Итак, сначала, повелеваясь воле «автора», мы должны прочитать «Бэлу» – и только потом, в «Максиме Максимыче», назначен выход на сцену главного персонажа: уже не сюжет, не «историйка», не действия говорят о Печорине, а его внешность. Это все расчеты «автора», – человека, который на наивный вопрос Максима Максимыча «неужто тамошняя (столичная – А.А.) молодежь вся такова», тонко отвечает: «много есть людей, говорящих то же самое (что и Печорин о себе – А.А.); что есть, вероятно, и такие, которые говорят правду; что, впрочем, разочарование, как все моды, начав с высших слоев общества, спустилось к низшим, которые его донашивают, и что нынче те, которые больше всех и в самом деле скучают, стараются скрыть это несчастие, как порок». Штабс-капитан, разумеется, не понял этих тонкостей. «Автор», разумеется, учел и это обстоятельство…
Портрет, собственно, сделан на одном приеме: фиксируется ряд противоречий, которые бьют в одну точку, кучно выстраиваются вокруг определения «странный». (Это определение, кстати сказать, впервые прозвучит из уст простодушного Максима Максимыча в «Бэле»: «Славный был малый, смею вас уверить; только немножко странен. Ведь, например, в дождик, в холод целый день на охоте; все иззябнут, устанут – а ему ничего. А другой раз сидит у себя в комнате, ветер пахнет, уверяет, что простудился; ставнем стукнет, он вздрогнет и побледнеет; а при мне ходил на кабана один на один; бывало, по целым часам слова не добьешься, зато уж иногда как начнет рассказывать, так животики надорвешь со смеха… Да-с, с большими был странностями (…)». В доказательство странностей, проявляющихся в поведении славного малого, Максим Максимыч приводит несколько эпизодов, то есть прибегает к той же технологии, по которой выстроен портрет самим «автором», но не будем забегать назад, ибо композиция сюжета составлена таким образом, что первые события, о которых повествуется в романе, случились позднее тех, что идут следом. Что вы хотите: в странных историях все странно…)
Григорий Александрович Печорин был «среднего роста», «стройный, тонкий стан его и широкие плечи доказывали крепкое сложение» – однако «маленькая аристократическая рука» удивляла «худобой его бледных пальцев»; «когда он опустился на скамью, то прямой стан его согнулся», «положение всего его тела изобразило какую-то нервическую слабость»; «с первого взгляда на лицо его я бы не дал ему более двадцати трех лет, хотя после я готов был дать ему тридцать»; «в его улыбке было что-то детское» – несмотря на байроническую матерость; «его кожа имела какую-то женскую нежность» – и в то же время лоб бороздили «следы морщин»; «несмотря на светлый цвет его волос, усы его и брови были черные»; карие глаза его «не смеялись, когда он смеялся»; стальной блеск во взгляде парадоксально отливал равнодушным спокойствием.

▸ **Исходные данные**:

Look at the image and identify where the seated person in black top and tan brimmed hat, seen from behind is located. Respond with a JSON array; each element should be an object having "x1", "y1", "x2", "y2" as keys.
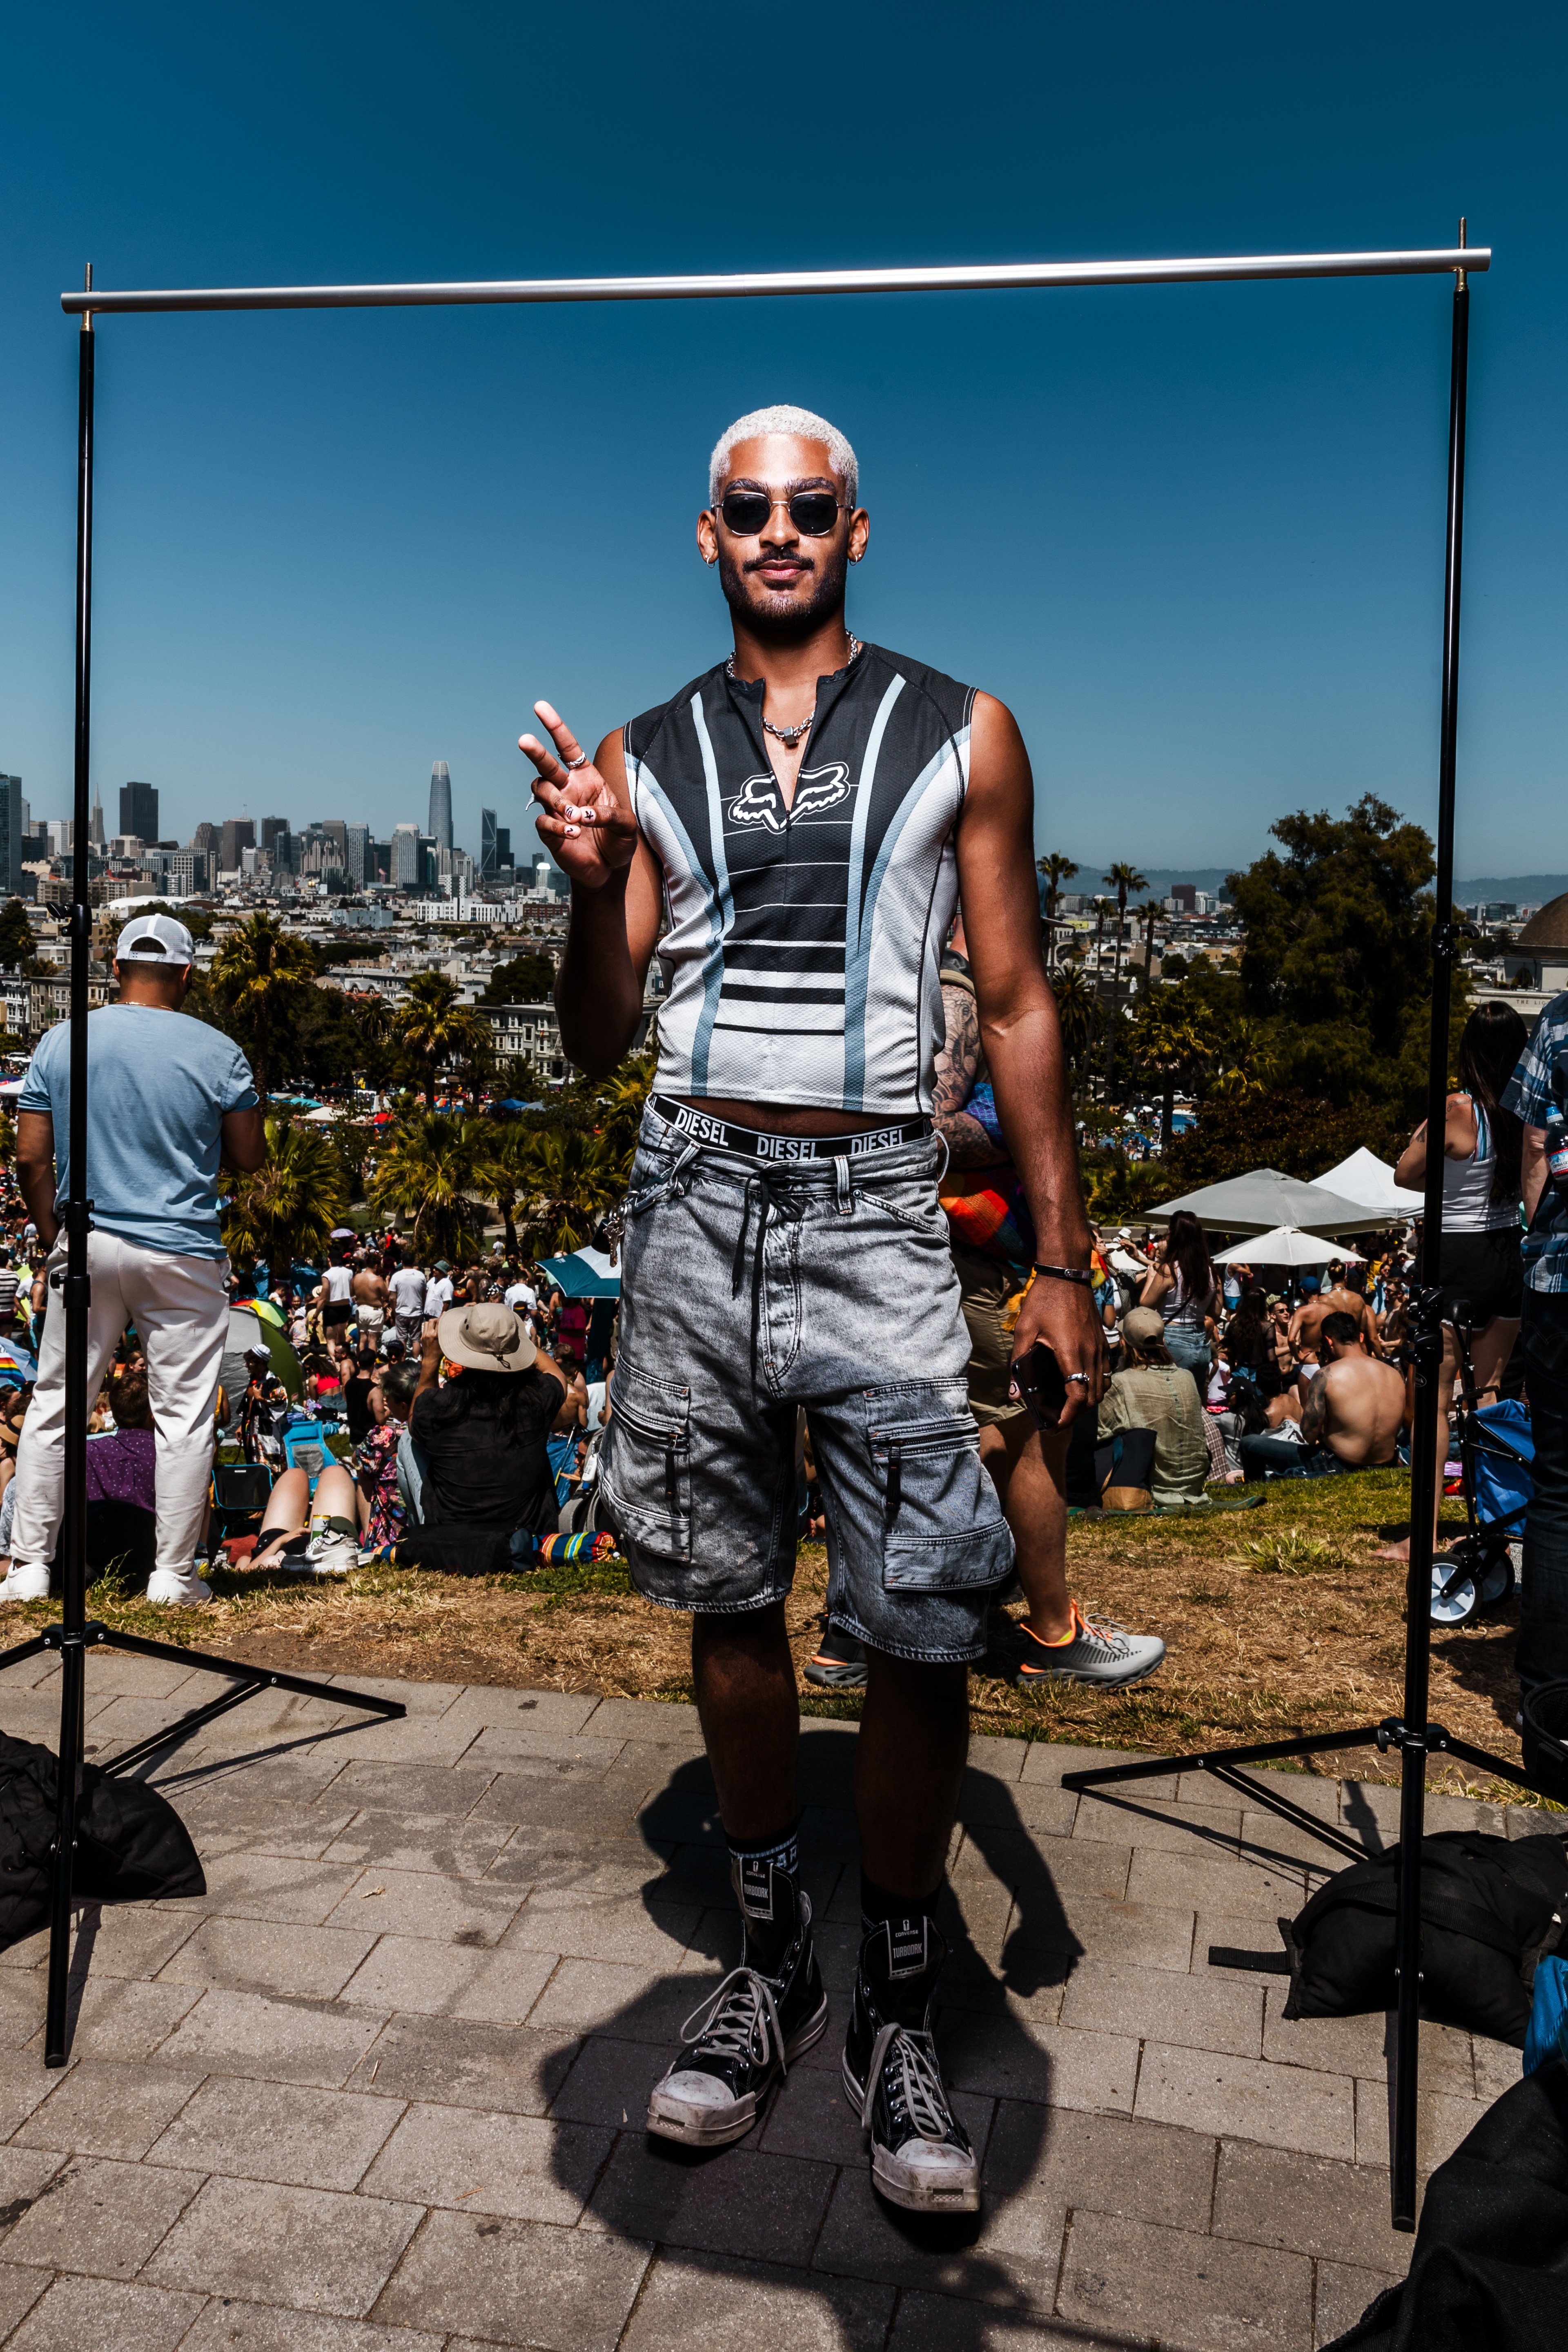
[{"x1": 409, "y1": 1298, "x2": 566, "y2": 1536}]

▸ **Что требуется**:
Какого цвета, согласно фрагменту текста, были усы и брови Печорина?

▸ **Результат задания**:
Черные, несмотря на светлый цвет его волос.